* [Given text]:
I spend well over a couple hours on the road every day. It’s always the same roads, passing the same vehicles that carry the same people going through the same routine as me. I start to feel a certain affinity for them, a sense of community; if I don’t see the gray 2005 Nissan Altima one day, or the bright yellow pickup truck, I wonder if that guy got fired or quit his job. Maybe he called in sick. Did he die in his sleep?
This morning, while zoning out on the road, I was listening to the French singer Camille. I’m a big fan. It was her most recent album, Ilo Veyou, and I hadn’t heard it yet. Before pulling out of the driveway, I’d sliced my fingernail through the CD shrinkwrap and pinched the disc out of its mini-gatefold cover, careful not to get my greasy fingerprints all over it. I enjoy this routine. It reminds me of being a kid, peeling the plastic off of a new vinyl record and sitting cross legged in front of my stereo speakers, absorbing the album art and reading the lyric sheet – even the credits and list of thank yous – while the music plays. It was ritualistic. It was sublime.
And it got me thinking, on the road this morning, of that two- or three-year period when I’d lost my passion for music.
I was always that kid who would sit down with a new cassette tape and get his rocks fucking off over hearing a cool riff or a clever lyric for the first time. I’d sometimes lay down on my back with the speakers pressed up against my ears, trying to hear every note, every harmony, every subliminal message. I felt it. These feelings inspired me to learn how to play drums and guitar, and start bands, and spend my science class labs designing logos rather than studying the periodic table because it wasn’t enough to feel it. I had to createit. I had to be it.
I’ve spent so much money on music it almost makes me sick to think about. When Amazon’s web store first opened, I would spend half of a paycheck on CDs, completely drunk with euphoria when an order came in and I’d tear open the box and pore over these discs – many of them imports – that a few short years earlier I would never have been able to get my hands on.

* [Given data]:
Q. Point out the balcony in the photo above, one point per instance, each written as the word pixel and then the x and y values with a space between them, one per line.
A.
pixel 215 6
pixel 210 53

* [What is asked]:
1. In the music essay, rewrite the paragraph beginning "I've spent so much money on music" more briefly, keeping its main facts.
2. According to the music essay, which album was playing on the drive this morning?
3. Carry the music essay on from its final sentence.

* [Results for the exercise]:
1. Thinking about how much I've spent on music almost makes me sick. When Amazon's web store first opened, I'd spend half a paycheck on CDs. I was euphoric whenever an order arrived, tearing open the box and poring over the discs, many of them imports, that I couldn't have gotten a few years earlier.

2. Camille's most recent album, Ilo Veyou.

3.
Something happened around ten years ago. Torrents. Albums regularly leaked long before their release dates. I downloaded everything and, at first, I loved that access. It was a drug. How was I supposed to wait for an official release when I could download a leak two months early? I was too passionate to wait.
But the more I downloaded, the less I listened. The ritual was gone, and slowly, the passion went with it. Why? Because music had become a commodity. It had become fast food.
I kept it up for a few years, downloading mostly leaked albums before their release, but always buying the actual disc when it hit the stores. But even that got old. Before the Internet, I would drive to the record store, buy the CD or the cassette, then sit in my car and listen to the whole thing, straight through, before even pulling out of the parking lot. After the Internet, I would drive to the store and buy the disc to the support the band…then file it away because I had already heard the leaked copy a hundred times.
The ritual was gone. The passion was gone. The magic was gone.
It has something to do with the perceived value of a product. When you receive something for free, over and over and over, your perceived value of that something will eventually be reduced to zero. This is why, I believe, the Internet generation is less passionate about the music and more intrigued by the celebrities behind the music. But even the celebrities lack value; they are faceless and generic, just different incarnations of the same reality television character, and sadly, as Michele Catalano suggested, there really are no more rock stars.
Anyway, sometime in the last few years, I managed to reinvent the ritual in this digital world. Maybe I missed the anticipation of waiting for a new album. Maybe I felt guilty about all the music I downloaded but never actually got around to buying. I don’t really know.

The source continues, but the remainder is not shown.